### REQUIRED WORK
Set out every line of the listing below as a numbered list, skipping blank lines and leaving the pictures out.

### INFORMATION GIVEN

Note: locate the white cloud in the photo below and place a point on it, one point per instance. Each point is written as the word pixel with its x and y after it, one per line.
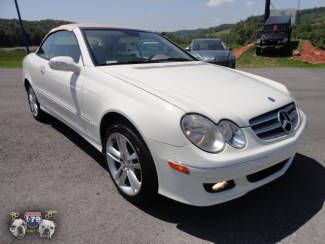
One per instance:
pixel 249 2
pixel 214 3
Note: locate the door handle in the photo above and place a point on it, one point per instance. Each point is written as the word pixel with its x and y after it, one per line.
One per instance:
pixel 42 69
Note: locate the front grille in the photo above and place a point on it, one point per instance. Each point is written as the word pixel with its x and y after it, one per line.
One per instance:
pixel 260 175
pixel 267 126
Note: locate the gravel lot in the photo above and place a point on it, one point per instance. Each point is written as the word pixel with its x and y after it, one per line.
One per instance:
pixel 48 166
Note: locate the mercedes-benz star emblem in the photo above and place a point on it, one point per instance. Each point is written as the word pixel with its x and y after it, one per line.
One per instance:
pixel 285 121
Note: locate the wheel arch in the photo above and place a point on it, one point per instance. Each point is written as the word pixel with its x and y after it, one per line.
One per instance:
pixel 114 116
pixel 27 84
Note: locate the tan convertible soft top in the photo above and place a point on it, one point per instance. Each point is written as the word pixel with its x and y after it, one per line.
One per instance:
pixel 71 27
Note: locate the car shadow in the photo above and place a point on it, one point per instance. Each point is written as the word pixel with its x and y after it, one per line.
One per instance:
pixel 265 215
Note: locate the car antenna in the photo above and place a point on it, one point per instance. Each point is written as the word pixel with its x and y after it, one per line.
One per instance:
pixel 25 37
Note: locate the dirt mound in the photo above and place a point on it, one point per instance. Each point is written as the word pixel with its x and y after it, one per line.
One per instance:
pixel 240 51
pixel 311 54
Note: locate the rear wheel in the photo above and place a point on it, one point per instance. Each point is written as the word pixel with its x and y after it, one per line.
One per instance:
pixel 130 163
pixel 34 105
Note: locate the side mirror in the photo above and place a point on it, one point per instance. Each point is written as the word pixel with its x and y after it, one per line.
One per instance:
pixel 64 63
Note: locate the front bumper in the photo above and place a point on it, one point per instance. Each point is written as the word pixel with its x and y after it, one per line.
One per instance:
pixel 231 164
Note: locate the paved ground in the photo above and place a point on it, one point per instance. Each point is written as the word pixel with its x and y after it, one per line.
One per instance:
pixel 48 166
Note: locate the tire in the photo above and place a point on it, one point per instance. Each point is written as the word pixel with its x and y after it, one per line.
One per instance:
pixel 34 105
pixel 134 161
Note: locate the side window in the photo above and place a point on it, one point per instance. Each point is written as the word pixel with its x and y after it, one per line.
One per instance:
pixel 65 44
pixel 44 50
pixel 62 43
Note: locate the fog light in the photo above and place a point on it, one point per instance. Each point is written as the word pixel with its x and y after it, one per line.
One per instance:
pixel 219 186
pixel 179 167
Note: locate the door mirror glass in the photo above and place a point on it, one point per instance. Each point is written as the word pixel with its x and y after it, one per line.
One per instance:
pixel 64 63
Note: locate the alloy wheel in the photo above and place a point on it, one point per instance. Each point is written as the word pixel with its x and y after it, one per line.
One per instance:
pixel 123 163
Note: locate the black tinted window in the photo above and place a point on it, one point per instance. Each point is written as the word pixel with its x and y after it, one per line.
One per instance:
pixel 62 43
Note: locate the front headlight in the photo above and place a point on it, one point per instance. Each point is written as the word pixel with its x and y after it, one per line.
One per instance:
pixel 232 134
pixel 203 133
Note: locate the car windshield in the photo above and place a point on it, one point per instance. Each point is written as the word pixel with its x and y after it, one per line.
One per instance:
pixel 275 28
pixel 119 46
pixel 208 45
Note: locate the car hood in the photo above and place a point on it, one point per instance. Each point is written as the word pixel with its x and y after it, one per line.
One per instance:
pixel 216 92
pixel 218 55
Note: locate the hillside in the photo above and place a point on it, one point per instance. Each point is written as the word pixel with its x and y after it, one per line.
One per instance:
pixel 10 34
pixel 310 26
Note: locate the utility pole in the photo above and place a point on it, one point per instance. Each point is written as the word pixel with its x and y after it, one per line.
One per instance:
pixel 22 27
pixel 267 10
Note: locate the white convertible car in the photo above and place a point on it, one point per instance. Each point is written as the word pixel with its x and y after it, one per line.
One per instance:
pixel 194 132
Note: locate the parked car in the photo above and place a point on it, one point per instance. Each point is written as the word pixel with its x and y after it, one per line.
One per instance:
pixel 198 133
pixel 212 51
pixel 276 34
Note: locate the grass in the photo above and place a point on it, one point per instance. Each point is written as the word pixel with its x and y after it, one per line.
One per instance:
pixel 11 59
pixel 251 60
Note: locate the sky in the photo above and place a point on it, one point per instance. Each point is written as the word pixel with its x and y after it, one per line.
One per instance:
pixel 155 15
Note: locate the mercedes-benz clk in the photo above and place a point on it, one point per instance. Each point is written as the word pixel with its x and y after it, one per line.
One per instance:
pixel 167 123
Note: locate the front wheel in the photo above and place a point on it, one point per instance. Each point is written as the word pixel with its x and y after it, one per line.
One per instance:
pixel 130 163
pixel 34 106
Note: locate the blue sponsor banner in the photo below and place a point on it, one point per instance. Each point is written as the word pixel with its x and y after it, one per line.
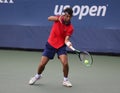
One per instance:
pixel 24 24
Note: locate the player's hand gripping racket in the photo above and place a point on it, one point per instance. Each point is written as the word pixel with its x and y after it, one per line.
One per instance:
pixel 84 57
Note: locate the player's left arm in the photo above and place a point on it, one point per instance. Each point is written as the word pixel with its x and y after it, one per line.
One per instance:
pixel 68 42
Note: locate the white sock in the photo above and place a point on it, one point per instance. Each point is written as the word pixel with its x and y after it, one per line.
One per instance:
pixel 38 75
pixel 65 78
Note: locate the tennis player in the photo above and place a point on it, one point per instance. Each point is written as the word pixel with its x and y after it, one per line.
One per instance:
pixel 59 38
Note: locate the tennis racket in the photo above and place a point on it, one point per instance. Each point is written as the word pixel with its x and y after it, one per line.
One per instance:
pixel 84 57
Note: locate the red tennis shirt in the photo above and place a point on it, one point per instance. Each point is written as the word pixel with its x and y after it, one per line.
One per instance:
pixel 58 33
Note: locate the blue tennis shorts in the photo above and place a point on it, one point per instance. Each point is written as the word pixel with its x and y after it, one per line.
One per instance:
pixel 50 51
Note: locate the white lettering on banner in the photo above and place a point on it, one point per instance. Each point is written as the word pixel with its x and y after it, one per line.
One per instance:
pixel 6 1
pixel 83 11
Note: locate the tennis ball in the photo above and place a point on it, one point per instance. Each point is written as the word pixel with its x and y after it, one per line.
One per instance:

### EXERCISE RESPONSE
1. Note: locate the white cloud in the photo below and place a point on it, one point per instance. Each point is written as the word pixel with its x and y after it, one per line.
2. One per instance:
3. pixel 249 2
4. pixel 214 3
5. Note: locate the door handle in the photo above and place a point on it, one point per instance. Each point is written as the word pixel with its x and y after it, one per line.
6. One per instance:
7. pixel 42 69
8. Note: locate the front grille in the photo above and place a point on it, one point per instance. Each point is written as the word pixel with its x and y after it, one per line.
9. One per instance:
10. pixel 260 175
11. pixel 267 126
12. Note: locate the gravel lot in the photo above and place a point on it, one point per instance. Each point is written as the word pixel with its x and y after it, one per line.
13. One per instance:
14. pixel 48 166
15. Note: locate the mercedes-benz star emblem in the photo above and place a point on it, one point per instance. Each point is written as the word pixel with its x and y after it, one per line.
16. One per instance:
17. pixel 285 121
18. Note: locate the wheel arch in the photo above and place a point on it, one point per instance. Each point is written as the word pixel with its x and y after it, one per line.
19. One per instance:
20. pixel 114 116
21. pixel 27 84
22. Note: locate the tan convertible soft top in the photo above and place a point on it, one point per instance. Each point is written as the word pixel with its x and y after it, one per line.
23. One per instance:
24. pixel 71 27
25. Note: locate the car shadow in the photo above and place a point on it, one point per instance. Each point is written as the word pixel with its x and y after it, one per line.
26. One per instance:
27. pixel 265 215
28. Note: locate the car antenna in the photo above and place a point on it, one point per instance. Each point is written as the word pixel with its x and y after it, one per line.
29. One per instance:
30. pixel 25 37
31. Note: locate the dirt mound in the photo above and place a point on it, one point per instance. Each point is written as the word pixel with its x and y after it, one per line.
32. One per instance:
33. pixel 240 51
34. pixel 311 54
35. Note: locate the rear wheel in the photo above and place a point on it, one point per instance. Each point is written as the word pixel with its x and y after it, one per line.
36. One per instance:
37. pixel 130 163
38. pixel 34 105
39. Note: locate the side mirror in the photo above and place a point on it, one point per instance. Each point is written as the word pixel with its x and y after it, one per line.
40. One per instance:
41. pixel 64 63
42. Note: locate the front bumper in the photo above and place a point on it, one point per instance. Each point is written as the word pixel with its x and y after it, one per line.
43. One per instance:
44. pixel 231 164
45. Note: locate the paved ground in the photo above and place a point on it, one point per instance. Each point is written as the word pixel with its x and y after it, one per line.
46. One per instance:
47. pixel 48 166
48. Note: locate the tire in the photo above and place a point on it, one point per instance. Each point is written as the word pixel with its x and y after it, one per line.
49. One per instance:
50. pixel 34 105
51. pixel 134 161
52. Note: locate the side window in the photo above and place a point on it, one point per instance. Each point is written as the word pixel with its x and y after it, one per line.
53. One per instance:
54. pixel 65 44
55. pixel 44 50
56. pixel 62 43
57. Note: locate the fog light in the photo above and place a point on it, one point per instance. Each point is written as the word pixel with its x and y after it, one per line.
58. One per instance:
59. pixel 219 186
60. pixel 179 167
61. Note: locate the door mirror glass in the photo above and place a point on it, one point per instance. Each point is written as the word pixel with its x and y after it, one per line.
62. One per instance:
63. pixel 64 63
64. Note: locate the alloy wheel in the photo above and place a point on it, one point per instance. Each point is written as the word pixel with its x and y after it, one per line.
65. One per instance:
66. pixel 123 163
67. Note: locate the black tinted window in the photo above and place a point on it, one point per instance. Each point is written as the word pixel with its x and y after it, one per line.
68. One per instance:
69. pixel 62 43
70. Note: locate the front headlight in the photo above and place a point on it, one point per instance. Each point is written as the word pixel with its x and y after it, one per line.
71. One per instance:
72. pixel 232 134
73. pixel 203 133
74. Note: locate the car windshield in the photo above and place a point on it, one point per instance. Each point is written as the word pixel with its x and y after it, one per line.
75. One per instance:
76. pixel 275 28
77. pixel 119 46
78. pixel 208 45
79. Note: locate the car hood in the photo above and place a point on it, one point per instance. Each point is written as the word pixel with its x and y after it, one per line.
80. One per instance:
81. pixel 216 92
82. pixel 218 55
83. Note: locate the hillside in the photo above and place a point on it, one point per instance. Each point is written as the word pixel with its x and y after it, one per line.
84. One per instance:
85. pixel 10 34
86. pixel 310 26
87. Note: locate the utility pole in the photo above and place a point on it, one point per instance. Each point is written as the word pixel with its x and y after it, one per line.
88. One per instance:
89. pixel 22 27
90. pixel 267 10
91. Note: locate the white convertible car in the photo above and place a point on it, one point per instance. Each point is written as the word pixel with its x and y after it, one per line.
92. One per instance:
93. pixel 194 132
94. Note: locate the parked car in the photo above and place a point on it, one point per instance. Each point is written as the word pixel with its x and y after it, one per line.
95. One per instance:
96. pixel 198 133
97. pixel 212 51
98. pixel 276 34
99. Note: locate the grass in the photo above and place a point on it, one point per instance. Each point is written as the word pixel with its x and y after it, one per line.
100. One per instance:
101. pixel 11 59
102. pixel 251 60
103. Note: locate the sky in the photo above and place a point on it, one point per instance. Each point is written as the word pixel with its x and y after it, one per line.
104. One per instance:
105. pixel 155 15
106. Note: locate the mercedes-benz clk in the photo above and place a point on it, one point per instance. Each point is written as the word pixel with its x and y after it, one per line.
107. One per instance:
108. pixel 167 123
109. Note: locate the front wheel in the photo above and place a point on it, one point per instance. Each point is written as the word pixel with its x and y after it, one per line.
110. One per instance:
111. pixel 130 163
112. pixel 34 106
113. Note: locate the blue sponsor banner in the photo below and place a point on it, one point per instance. Each point is written as the word pixel with its x and y after it, one per line.
114. One per instance:
115. pixel 24 24
116. Note: locate the player's hand gripping racket in the photo above and place a point on it, one point per instance. Each point is written as the word pixel with its x and y after it, one per line.
117. One per instance:
118. pixel 84 57
119. Note: locate the player's left arm in the photo above and place a point on it, one point per instance. Each point is written as the word pixel with its x and y after it, one per line.
120. One per instance:
121. pixel 68 42
122. Note: locate the white sock in the photo above and place a point on it, one point per instance. Each point is written as the word pixel with its x and y after it, one per line.
123. One per instance:
124. pixel 38 75
125. pixel 65 78
126. Note: locate the tennis player in the photo above and place a point on it, one point per instance. Each point is written as the word pixel with its x and y after it, one per line.
127. One per instance:
128. pixel 59 38
129. Note: locate the tennis racket in the photo above and place a point on it, one point per instance. Each point is written as the word pixel with its x and y after it, one per line.
130. One per instance:
131. pixel 84 57
132. Note: locate the red tennis shirt in the photo above and place a point on it, one point per instance. Each point is written as the word pixel with its x and y after it, one per line.
133. One per instance:
134. pixel 58 33
135. Note: locate the blue tennis shorts in the photo above and place a point on it, one point per instance. Each point is written as the word pixel with its x and y after it, one per line.
136. One per instance:
137. pixel 50 51
138. Note: locate the white lettering on banner in the photo above and place a point on it, one point per instance. Each point is written as the word pixel with its x and y after it, one per line.
139. One per instance:
140. pixel 6 1
141. pixel 83 11
142. Note: locate the tennis ball in the photo above and place a point on it, one point per instance. Each point is written as the word pixel with its x and y after it, one per line.
143. One per instance:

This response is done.